__Provided passage__
Amnesty International is encouraging people to send a message of solidarity to William Hernandez--a gay activist in El Salvador who has received death threats apparently intended to deter him from campaigning--as Amnesty launches its annual Greeting Cards Campaign.

Hernandez is the director of Asociacion Entre Amigos (Between Friends Association), and he and other members of the group have received death threats.

It's believed these threats are attempts to prevent Hernandez and his colleagues from providing sex education to LGBT people and to discourage them from speaking out against human rights violations.

"The conditions under which William Hernandez and his colleagues carry out their work in El Salvador are far from ideal," said Mike Blakemore, Amnesty International's media director. "William's been threatened at gunpoint, and over the last five years the organization's office has been raided seven times. In spite of the organization reporting these raids, investigations have been superficial, and no one has been brought to justice.

__Entries provided__

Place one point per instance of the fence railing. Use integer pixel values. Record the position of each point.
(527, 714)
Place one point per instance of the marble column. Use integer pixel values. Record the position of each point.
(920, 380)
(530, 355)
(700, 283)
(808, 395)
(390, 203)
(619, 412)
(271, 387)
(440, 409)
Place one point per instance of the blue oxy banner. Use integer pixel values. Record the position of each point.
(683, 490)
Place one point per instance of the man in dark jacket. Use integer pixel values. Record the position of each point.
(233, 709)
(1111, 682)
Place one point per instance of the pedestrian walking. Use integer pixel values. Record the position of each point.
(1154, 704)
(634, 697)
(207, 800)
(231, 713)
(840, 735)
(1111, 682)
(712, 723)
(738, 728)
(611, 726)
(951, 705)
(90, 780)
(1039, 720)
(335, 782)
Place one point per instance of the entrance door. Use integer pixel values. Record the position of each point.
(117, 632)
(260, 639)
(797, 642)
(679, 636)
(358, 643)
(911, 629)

__Objectives__
[A] In one to three sentences, explain why, according to the passage on William Hernandez, he and his colleagues are believed to have been sent death threats.
[B] Resume the passage on William Hernandez, picking up right after its final sentence.

__Answers per task__
[A] The threats are believed to be attempts to stop Hernandez and his colleagues from providing sex education to LGBT people. They are also thought to be meant to discourage them from speaking out against human rights violations.

[B]
"Sending a card is a simple yet effective way of offering a great sense of hope and solidarity to William and his colleagues, and it also sends a message to the authorities in El Salvador that people around the world care about the staff at this organization," Blakemore added.

According to the International Gay and Lesbian Human Rights Commission, an anonymous male made death threats over the telephone during three calls received by Entre Amigos between morning and late evening.

In one call, the person said that he wanted to speak to Hernandez and that he already knew how to reach the Entre Amigos office in order to kill him. The caller also left an accurate physical description of Hernandez.

In a later call that day, the same individual warned, "Tell that son of a bitch not to leave tonight." The threats were aimed not only at Hernandez but at his two daughters and his father--whose whereabouts the anonymous caller seemed to know in ominous detail.

Amnesty's Greeting Cards Campaign--which encourages people to send messages of hope and solidarity to people around the world facing persecution, torture, and other human rights abuses--is expected to generate thousands of messages for William and the other 25 cases featured this year.

Kelly McAllister, a transgender woman featured in last year's campaign, received thousands of appeals from people around the world, succeeding in putting the issue of police brutality against transgender people back on the map in Sacramento, Calif.

"During a season when so many of us are sending messages of goodwill to friends and family, we're asking people to add an extra card to their list and really make a difference for people under threat," Blakemore said.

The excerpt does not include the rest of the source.